» **ASSIGNMENT**
Once you find the line containing "like (370, 282).", output it and every line after it to the end of the records, exactly.
========================
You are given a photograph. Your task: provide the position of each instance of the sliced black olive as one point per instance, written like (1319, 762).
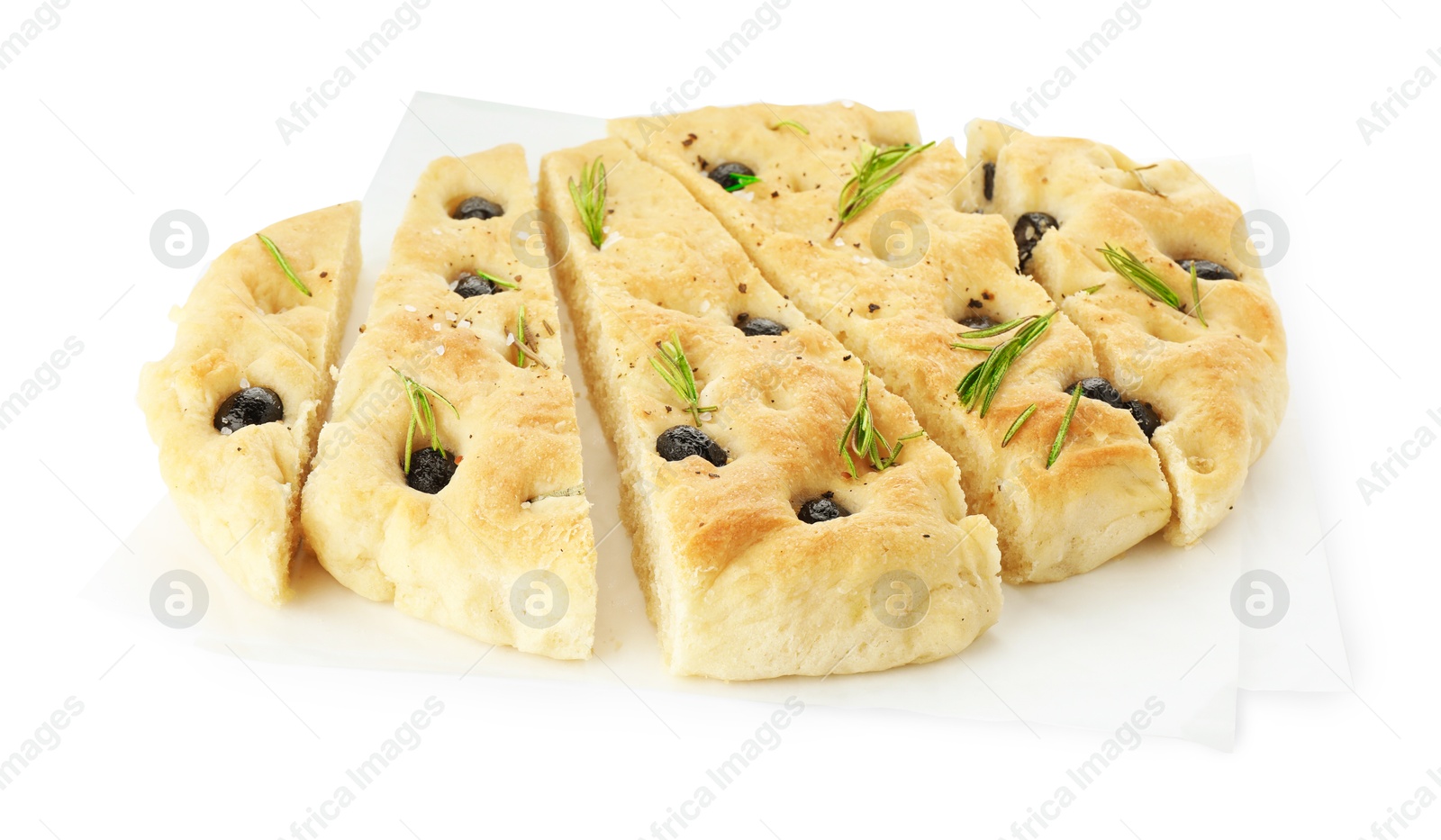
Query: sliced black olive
(477, 208)
(679, 443)
(1097, 388)
(430, 470)
(1145, 417)
(821, 509)
(1029, 230)
(1207, 270)
(725, 173)
(758, 326)
(472, 285)
(249, 407)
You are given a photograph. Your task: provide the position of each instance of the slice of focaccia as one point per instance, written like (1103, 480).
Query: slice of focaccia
(449, 477)
(758, 549)
(237, 403)
(1219, 386)
(901, 283)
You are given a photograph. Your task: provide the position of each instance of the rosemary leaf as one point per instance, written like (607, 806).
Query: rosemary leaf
(1016, 425)
(285, 264)
(421, 414)
(1195, 295)
(590, 199)
(675, 369)
(739, 182)
(1131, 268)
(1065, 427)
(872, 176)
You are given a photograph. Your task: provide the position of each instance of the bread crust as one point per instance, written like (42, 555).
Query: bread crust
(1106, 492)
(1219, 389)
(516, 504)
(737, 585)
(247, 324)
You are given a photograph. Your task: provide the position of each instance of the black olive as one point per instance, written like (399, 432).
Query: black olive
(758, 326)
(473, 285)
(477, 208)
(1097, 388)
(679, 443)
(1145, 417)
(821, 509)
(725, 173)
(1207, 270)
(1029, 230)
(249, 407)
(430, 470)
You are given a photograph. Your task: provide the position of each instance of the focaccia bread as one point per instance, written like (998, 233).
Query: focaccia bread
(902, 281)
(490, 537)
(760, 555)
(237, 403)
(1219, 388)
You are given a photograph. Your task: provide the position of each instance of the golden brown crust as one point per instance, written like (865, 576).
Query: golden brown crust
(247, 324)
(1106, 492)
(1219, 389)
(735, 583)
(516, 503)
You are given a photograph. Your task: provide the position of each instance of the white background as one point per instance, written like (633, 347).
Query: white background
(124, 112)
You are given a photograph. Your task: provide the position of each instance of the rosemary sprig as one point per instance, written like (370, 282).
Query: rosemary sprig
========================
» **RESULT FOR THIS EXERCISE**
You are given a photograph. Your task: provide the position of each instance of the rosemary sprig as one point per instance, written like (370, 282).
Query: rosemary sprig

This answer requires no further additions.